> EXTRACTED DATA
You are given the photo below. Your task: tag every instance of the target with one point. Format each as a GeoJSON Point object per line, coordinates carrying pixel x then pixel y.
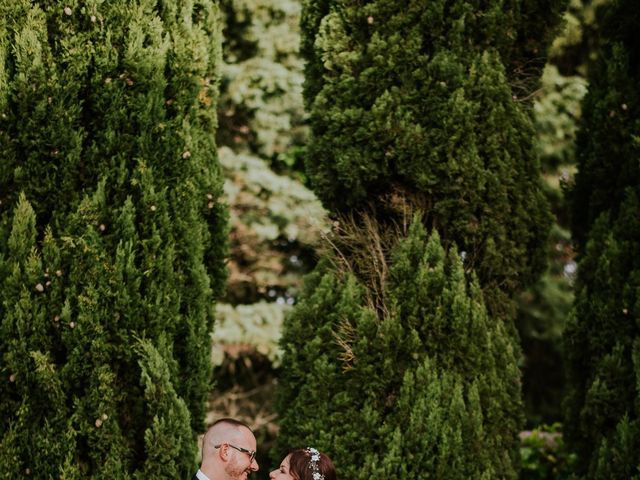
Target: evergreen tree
{"type": "Point", "coordinates": [602, 340]}
{"type": "Point", "coordinates": [426, 103]}
{"type": "Point", "coordinates": [112, 239]}
{"type": "Point", "coordinates": [399, 362]}
{"type": "Point", "coordinates": [409, 379]}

> ACTIVITY
Repeat all of the listing above word for word, and exclude the pictures.

> RESPONSE FOR THIS EXERCISE
You are given the photo below. Your task: tag every instance of the target with one point. Format each as a GeoJSON Point object per line, coordinates carrying pixel x then pixel y.
Target: evergreen tree
{"type": "Point", "coordinates": [602, 340]}
{"type": "Point", "coordinates": [426, 103]}
{"type": "Point", "coordinates": [112, 239]}
{"type": "Point", "coordinates": [399, 362]}
{"type": "Point", "coordinates": [409, 379]}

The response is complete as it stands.